**THE DATA:**

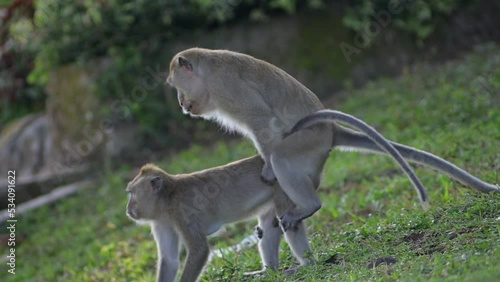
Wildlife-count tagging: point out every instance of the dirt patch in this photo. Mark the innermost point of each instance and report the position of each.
(378, 261)
(424, 243)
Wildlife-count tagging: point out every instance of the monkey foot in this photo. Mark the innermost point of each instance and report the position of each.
(267, 175)
(261, 272)
(289, 222)
(292, 269)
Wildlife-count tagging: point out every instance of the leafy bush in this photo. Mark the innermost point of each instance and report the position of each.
(417, 18)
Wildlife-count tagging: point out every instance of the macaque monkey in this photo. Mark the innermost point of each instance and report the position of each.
(189, 207)
(263, 103)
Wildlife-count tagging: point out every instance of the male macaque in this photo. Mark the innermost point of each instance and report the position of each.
(263, 102)
(189, 207)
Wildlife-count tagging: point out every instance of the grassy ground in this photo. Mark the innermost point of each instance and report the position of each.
(370, 211)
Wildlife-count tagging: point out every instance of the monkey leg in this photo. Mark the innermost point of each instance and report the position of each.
(297, 162)
(298, 242)
(269, 242)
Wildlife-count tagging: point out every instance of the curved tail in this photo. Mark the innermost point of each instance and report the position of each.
(351, 139)
(378, 139)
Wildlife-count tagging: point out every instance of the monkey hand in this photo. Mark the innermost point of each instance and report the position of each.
(267, 175)
(289, 221)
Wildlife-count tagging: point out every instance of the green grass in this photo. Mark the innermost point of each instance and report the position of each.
(370, 209)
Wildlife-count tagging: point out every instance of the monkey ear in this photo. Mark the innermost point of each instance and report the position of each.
(157, 183)
(183, 62)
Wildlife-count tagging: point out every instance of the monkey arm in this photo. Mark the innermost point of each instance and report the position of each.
(168, 251)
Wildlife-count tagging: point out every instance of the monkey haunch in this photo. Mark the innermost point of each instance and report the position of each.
(263, 102)
(189, 207)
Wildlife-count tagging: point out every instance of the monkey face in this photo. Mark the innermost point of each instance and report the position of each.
(143, 197)
(191, 89)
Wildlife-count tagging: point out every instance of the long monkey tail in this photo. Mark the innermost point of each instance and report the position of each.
(377, 138)
(353, 140)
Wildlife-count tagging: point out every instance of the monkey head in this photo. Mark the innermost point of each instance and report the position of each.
(146, 192)
(187, 76)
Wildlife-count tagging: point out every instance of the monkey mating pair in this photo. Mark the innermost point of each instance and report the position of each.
(293, 134)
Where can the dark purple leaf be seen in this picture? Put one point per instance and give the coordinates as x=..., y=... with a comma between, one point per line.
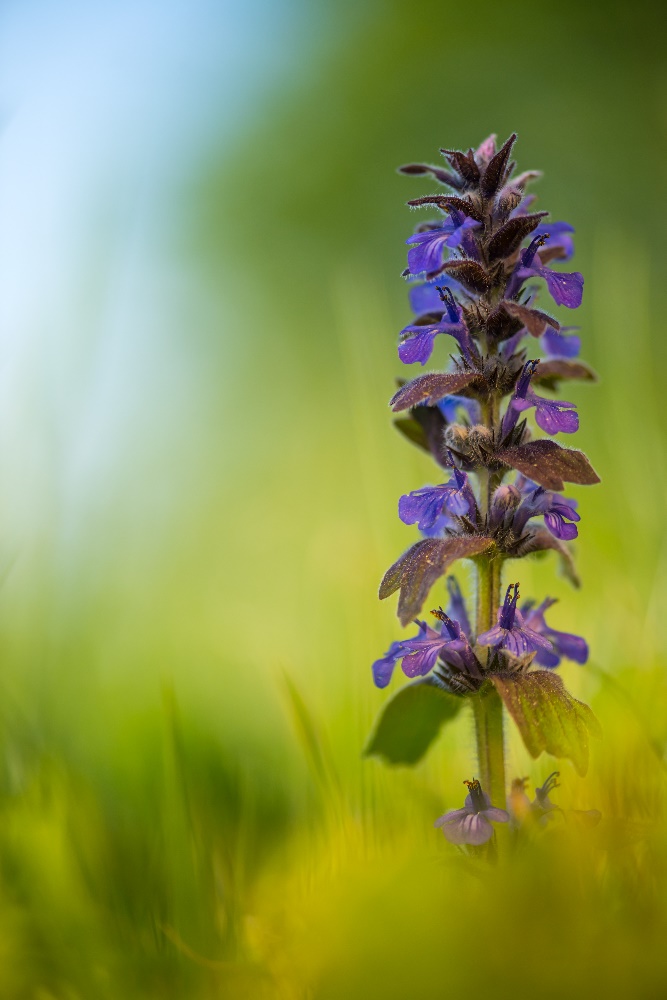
x=444, y=176
x=464, y=164
x=468, y=273
x=547, y=716
x=549, y=464
x=535, y=321
x=509, y=237
x=495, y=172
x=550, y=373
x=430, y=388
x=418, y=569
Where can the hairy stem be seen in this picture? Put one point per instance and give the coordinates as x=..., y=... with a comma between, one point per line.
x=490, y=744
x=487, y=704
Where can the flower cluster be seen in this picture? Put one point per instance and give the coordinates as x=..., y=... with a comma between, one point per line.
x=474, y=274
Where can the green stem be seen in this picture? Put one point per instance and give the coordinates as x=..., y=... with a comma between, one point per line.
x=488, y=707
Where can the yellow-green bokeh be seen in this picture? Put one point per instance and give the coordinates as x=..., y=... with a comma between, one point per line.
x=199, y=498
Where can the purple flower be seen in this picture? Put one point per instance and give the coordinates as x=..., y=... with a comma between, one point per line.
x=426, y=249
x=416, y=343
x=384, y=667
x=421, y=654
x=552, y=415
x=558, y=511
x=423, y=507
x=564, y=644
x=450, y=405
x=543, y=803
x=511, y=633
x=565, y=289
x=425, y=297
x=556, y=345
x=457, y=606
x=504, y=500
x=472, y=824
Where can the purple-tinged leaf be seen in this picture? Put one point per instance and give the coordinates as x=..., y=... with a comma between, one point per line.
x=547, y=716
x=550, y=373
x=411, y=721
x=541, y=540
x=425, y=427
x=468, y=273
x=445, y=202
x=534, y=320
x=417, y=569
x=495, y=172
x=509, y=237
x=464, y=164
x=525, y=178
x=444, y=176
x=549, y=464
x=431, y=387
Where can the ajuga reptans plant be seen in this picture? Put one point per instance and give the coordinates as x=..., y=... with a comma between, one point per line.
x=474, y=275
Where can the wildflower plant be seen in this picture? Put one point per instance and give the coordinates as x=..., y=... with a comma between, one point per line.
x=474, y=276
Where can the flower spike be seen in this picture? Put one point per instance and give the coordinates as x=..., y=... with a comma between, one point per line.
x=470, y=278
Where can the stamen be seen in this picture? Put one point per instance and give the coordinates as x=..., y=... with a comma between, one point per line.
x=448, y=622
x=450, y=303
x=528, y=255
x=476, y=794
x=529, y=370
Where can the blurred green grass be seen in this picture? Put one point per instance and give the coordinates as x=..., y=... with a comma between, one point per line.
x=175, y=823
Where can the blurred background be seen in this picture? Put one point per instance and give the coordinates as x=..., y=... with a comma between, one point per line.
x=201, y=239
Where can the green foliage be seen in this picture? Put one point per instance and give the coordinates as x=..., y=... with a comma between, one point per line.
x=548, y=717
x=410, y=722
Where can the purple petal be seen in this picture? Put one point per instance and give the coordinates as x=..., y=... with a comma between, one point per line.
x=493, y=637
x=422, y=661
x=451, y=816
x=559, y=527
x=566, y=289
x=419, y=346
x=470, y=829
x=450, y=405
x=427, y=253
x=487, y=150
x=457, y=605
x=422, y=507
x=558, y=346
x=521, y=640
x=547, y=659
x=552, y=416
x=425, y=298
x=496, y=815
x=384, y=668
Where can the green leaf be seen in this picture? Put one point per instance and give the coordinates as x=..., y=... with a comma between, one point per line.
x=548, y=717
x=410, y=722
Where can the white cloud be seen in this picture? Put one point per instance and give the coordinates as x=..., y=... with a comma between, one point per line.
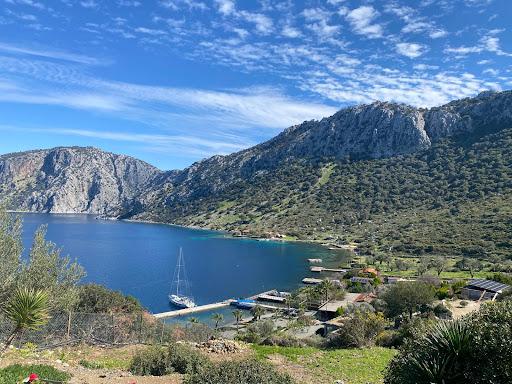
x=361, y=21
x=49, y=54
x=291, y=32
x=411, y=50
x=89, y=4
x=226, y=7
x=263, y=24
x=489, y=43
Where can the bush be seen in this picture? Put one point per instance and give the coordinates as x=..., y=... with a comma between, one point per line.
x=442, y=311
x=387, y=339
x=158, y=361
x=473, y=350
x=246, y=371
x=359, y=330
x=185, y=359
x=95, y=298
x=16, y=373
x=283, y=340
x=444, y=292
x=152, y=361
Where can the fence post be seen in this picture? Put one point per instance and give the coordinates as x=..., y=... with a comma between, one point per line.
x=68, y=333
x=140, y=328
x=113, y=330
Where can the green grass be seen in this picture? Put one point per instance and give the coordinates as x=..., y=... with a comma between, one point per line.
x=353, y=366
x=16, y=373
x=106, y=363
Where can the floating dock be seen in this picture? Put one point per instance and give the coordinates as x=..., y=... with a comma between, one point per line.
x=189, y=311
x=277, y=299
x=311, y=280
x=323, y=269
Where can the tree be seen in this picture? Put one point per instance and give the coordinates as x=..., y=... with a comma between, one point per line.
x=257, y=311
x=439, y=264
x=423, y=266
x=27, y=309
x=47, y=269
x=473, y=266
x=407, y=297
x=359, y=330
x=475, y=349
x=217, y=317
x=237, y=314
x=11, y=248
x=325, y=286
x=438, y=357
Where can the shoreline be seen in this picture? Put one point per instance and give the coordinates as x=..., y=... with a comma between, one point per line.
x=225, y=233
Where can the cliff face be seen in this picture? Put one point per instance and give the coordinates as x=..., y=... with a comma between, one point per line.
x=72, y=180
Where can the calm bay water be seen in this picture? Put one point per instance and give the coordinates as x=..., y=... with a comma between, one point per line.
x=139, y=258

**WHAT YOU HAVE TO DO:** Present every line of the records above as a Markdown table with the columns "Row" and "Line text," numbering each row and skipping blank lines. Leave the pictures out of the table.

**PROBLEM SOLUTION:**
| Row | Line text |
|---|---|
| 1 | Wildlife-count tagging: point out every instance of the dirt patch in this photo. Mark the innermost point of each instance and report the position of each. |
| 2 | (378, 261) |
| 3 | (424, 243) |
| 4 | Wildlife-count tagging: point out every instance of the monkey foot in this photo. Mark the innermost point of each instance and report the position of each. |
| 5 | (267, 175) |
| 6 | (261, 272) |
| 7 | (289, 222) |
| 8 | (292, 269) |
| 9 | Wildlife-count tagging: point out every instance of the leafy bush in this photo. Mark the innermost point of each instance and report the position of each. |
| 10 | (417, 18) |
| 11 | Wildlife-count tagging: point out every instance of the macaque monkey in this photo. Mark the innermost point of each instance and report the position of each. |
| 12 | (189, 207) |
| 13 | (263, 103) |
| 14 | Wildlife-count tagging: point out every instance of the male macaque in this photo. Mark the innermost point of each instance and report the position of each. |
| 15 | (263, 102) |
| 16 | (189, 207) |
| 17 | Wildlife-count tagging: point out every instance of the grassy ground in this photo. Mark the innermost point of each instance and report the position of each. |
| 18 | (370, 211) |
| 19 | Wildlife-count tagging: point out every instance of the monkey leg in this photo. Mark the innermost point of each instance and report the position of each. |
| 20 | (297, 162) |
| 21 | (298, 242) |
| 22 | (269, 242) |
| 23 | Wildlife-count tagging: point out every instance of the curved tail in this photo. Mark the innermost point of each instance and report the position of each. |
| 24 | (351, 139) |
| 25 | (378, 139) |
| 26 | Wildlife-count tagging: point out every instance of the monkey hand in this photo. Mark the innermost point of each instance and report the position of each. |
| 27 | (267, 175) |
| 28 | (289, 221) |
| 29 | Wildlife-count tagging: point out every instance of the green grass in this photo. Mark the innermost point of each instance and report the position of each. |
| 30 | (370, 209) |
| 31 | Wildlife-count tagging: point out every instance of the monkey ear in this photo. Mark the innermost point of each instance and report the position of each. |
| 32 | (157, 183) |
| 33 | (183, 62) |
| 34 | Wildlife-count tagging: point out every instance of the monkey arm in this photo. Mark the innermost point of each instance and report the position of each. |
| 35 | (168, 251) |
| 36 | Wildlife-count tagging: point out every instance of the monkey haunch in this photo. Mark the innermost point of each instance and report the position of each. |
| 37 | (263, 102) |
| 38 | (189, 207) |
| 39 | Wildlife-count tagging: point out every instance of the monkey face in this photo. Mark the innermost point of each instance and report the position of each. |
| 40 | (143, 197) |
| 41 | (191, 89) |
| 42 | Wildlife-count tagging: point out every instance of the long monkey tail in this photo. Mark the innermost point of each instance and report the position of each. |
| 43 | (377, 138) |
| 44 | (353, 140) |
| 45 | Wildlife-count tagging: point out every instance of the monkey head in this photo. Mark the innermost point of each instance and report the position of each. |
| 46 | (146, 192) |
| 47 | (187, 76) |
| 48 | Wildlife-count tagging: point out every instance of the monkey mating pair in this photo. Mark the innermost point of each instance and report the position of each. |
| 49 | (293, 134) |
| 50 | Where can the dark purple leaf be seen in this picture? Put one point per instance and give the coordinates as x=..., y=... with a comma between, one point per line. |
| 51 | x=444, y=176 |
| 52 | x=464, y=164 |
| 53 | x=468, y=273 |
| 54 | x=547, y=716 |
| 55 | x=549, y=464 |
| 56 | x=535, y=321 |
| 57 | x=509, y=237 |
| 58 | x=495, y=172 |
| 59 | x=550, y=373 |
| 60 | x=430, y=388 |
| 61 | x=418, y=569 |
| 62 | Where can the hairy stem be seen in this picture? Put one point per instance and give the coordinates as x=..., y=... with a comma between, one point per line. |
| 63 | x=490, y=744 |
| 64 | x=487, y=704 |
| 65 | Where can the flower cluster be seen in this picture? Put one point per instance and give the coordinates as x=..., y=... with a comma between, one point per line. |
| 66 | x=474, y=274 |
| 67 | Where can the green stem be seen in this picture? Put one point per instance and give the coordinates as x=..., y=... with a comma between, one point per line. |
| 68 | x=488, y=707 |
| 69 | Where can the yellow-green bokeh be seen in this picture? Put one point per instance and give the coordinates as x=..., y=... with a comma between, one point per line. |
| 70 | x=199, y=498 |
| 71 | Where can the purple flower be seen in this picture? Put one point per instance and give the coordinates as x=..., y=... with a comma between, one point per line. |
| 72 | x=426, y=249 |
| 73 | x=416, y=343 |
| 74 | x=384, y=667 |
| 75 | x=421, y=654 |
| 76 | x=552, y=415 |
| 77 | x=558, y=511 |
| 78 | x=423, y=507 |
| 79 | x=564, y=644 |
| 80 | x=450, y=405 |
| 81 | x=543, y=803 |
| 82 | x=511, y=633 |
| 83 | x=565, y=289 |
| 84 | x=425, y=297 |
| 85 | x=556, y=345 |
| 86 | x=457, y=606 |
| 87 | x=504, y=500 |
| 88 | x=472, y=824 |
| 89 | Where can the purple-tinged leaf be seen in this picture? Put one point per instance and give the coordinates as x=..., y=... with a comma between, one point per line. |
| 90 | x=547, y=716 |
| 91 | x=550, y=373 |
| 92 | x=411, y=721 |
| 93 | x=541, y=540 |
| 94 | x=425, y=427 |
| 95 | x=468, y=273 |
| 96 | x=445, y=202 |
| 97 | x=534, y=320 |
| 98 | x=417, y=569 |
| 99 | x=495, y=172 |
| 100 | x=509, y=237 |
| 101 | x=464, y=164 |
| 102 | x=525, y=178 |
| 103 | x=444, y=176 |
| 104 | x=549, y=464 |
| 105 | x=431, y=387 |
| 106 | Where can the ajuga reptans plant be seen in this picture? Put one point per instance and give the coordinates as x=..., y=... with a comma between, one point per line. |
| 107 | x=474, y=275 |
| 108 | Where can the wildflower plant be seen in this picture? Put one point per instance and give the coordinates as x=..., y=... with a comma between, one point per line. |
| 109 | x=474, y=276 |
| 110 | Where can the flower spike be seen in this picture? Put one point per instance and give the coordinates as x=..., y=... with a comma between, one point per line. |
| 111 | x=470, y=278 |
| 112 | Where can the stamen be seen in this picture? Put one point per instance and give the coordinates as x=..., y=... with a comma between, one point per line. |
| 113 | x=448, y=622 |
| 114 | x=450, y=303 |
| 115 | x=528, y=255 |
| 116 | x=476, y=794 |
| 117 | x=529, y=370 |
| 118 | Where can the blurred green grass be seen in this picture? Put one point per instance and give the coordinates as x=..., y=... with a comma between, one point per line. |
| 119 | x=175, y=823 |
| 120 | Where can the blurred background be seen in this picture? Put one point per instance and give the coordinates as x=..., y=... with a comma between, one point per line. |
| 121 | x=201, y=239 |
| 122 | Where can the green foliage be seen in this picture? Put one point per instance and give the coordinates as x=..., y=... with a comma between, one point per line. |
| 123 | x=548, y=717 |
| 124 | x=410, y=722 |
| 125 | Where can the purple petal be seen in this picture? Put one point per instance and give the coordinates as x=..., y=... with a comma between, one point per line. |
| 126 | x=493, y=637 |
| 127 | x=422, y=661 |
| 128 | x=451, y=816 |
| 129 | x=559, y=527 |
| 130 | x=566, y=289 |
| 131 | x=419, y=346 |
| 132 | x=470, y=829 |
| 133 | x=450, y=405 |
| 134 | x=427, y=253 |
| 135 | x=487, y=150 |
| 136 | x=457, y=605 |
| 137 | x=422, y=507 |
| 138 | x=558, y=346 |
| 139 | x=521, y=640 |
| 140 | x=547, y=659 |
| 141 | x=552, y=416 |
| 142 | x=425, y=298 |
| 143 | x=496, y=815 |
| 144 | x=384, y=668 |
| 145 | Where can the green leaf be seen in this picture? Put one point per instance and give the coordinates as x=..., y=... with a comma between, one point per line. |
| 146 | x=548, y=717 |
| 147 | x=410, y=722 |
| 148 | Where can the white cloud be seen in this picture? Put one point per instance and give the coordinates as x=..., y=... with a comma between, one point per line. |
| 149 | x=361, y=21 |
| 150 | x=49, y=54 |
| 151 | x=291, y=32 |
| 152 | x=411, y=50 |
| 153 | x=89, y=4 |
| 154 | x=226, y=7 |
| 155 | x=263, y=24 |
| 156 | x=489, y=43 |
| 157 | Where can the bush be seen in this picture? Put one point per instance and give the coordinates as x=..., y=... with a comma between, one point per line. |
| 158 | x=442, y=311 |
| 159 | x=387, y=339 |
| 160 | x=158, y=361 |
| 161 | x=473, y=350 |
| 162 | x=246, y=371 |
| 163 | x=359, y=330 |
| 164 | x=185, y=359 |
| 165 | x=95, y=298 |
| 166 | x=16, y=373 |
| 167 | x=283, y=340 |
| 168 | x=444, y=292 |
| 169 | x=152, y=361 |
| 170 | Where can the fence post be seen in this picture? Put one point per instance and give the coordinates as x=..., y=... with a comma between, one point per line. |
| 171 | x=68, y=333 |
| 172 | x=140, y=328 |
| 173 | x=113, y=330 |
| 174 | Where can the green grass be seen in this picture? Put one point per instance and give the coordinates as x=..., y=... with a comma between, one point per line. |
| 175 | x=353, y=366 |
| 176 | x=16, y=373 |
| 177 | x=106, y=363 |
| 178 | Where can the floating dock be seen in this picture? Put one point per instance and give the coordinates as x=..., y=... with a comma between, one point per line. |
| 179 | x=189, y=311 |
| 180 | x=277, y=299 |
| 181 | x=311, y=280 |
| 182 | x=323, y=269 |
| 183 | Where can the tree be seen in this picture? Put one point per instance and give the coordinates as x=..., y=... with a comma between, one point per line. |
| 184 | x=257, y=311 |
| 185 | x=439, y=264 |
| 186 | x=423, y=266 |
| 187 | x=27, y=309 |
| 188 | x=47, y=269 |
| 189 | x=473, y=266 |
| 190 | x=407, y=297 |
| 191 | x=359, y=330 |
| 192 | x=475, y=349 |
| 193 | x=217, y=317 |
| 194 | x=237, y=314 |
| 195 | x=11, y=248 |
| 196 | x=325, y=286 |
| 197 | x=438, y=357 |
| 198 | Where can the shoreline be seen in this picture? Put one point per instance and give the coordinates as x=..., y=... with a comma between, one point per line. |
| 199 | x=225, y=233 |
| 200 | Where can the cliff face be seen in this picture? Put one point per instance and give the coordinates as x=..., y=... with a comma between, one point per line. |
| 201 | x=72, y=180 |
| 202 | Where can the calm bay water be seen in this picture? Put one point per instance and give the coordinates as x=..., y=... with a comma between, one point per line. |
| 203 | x=139, y=258 |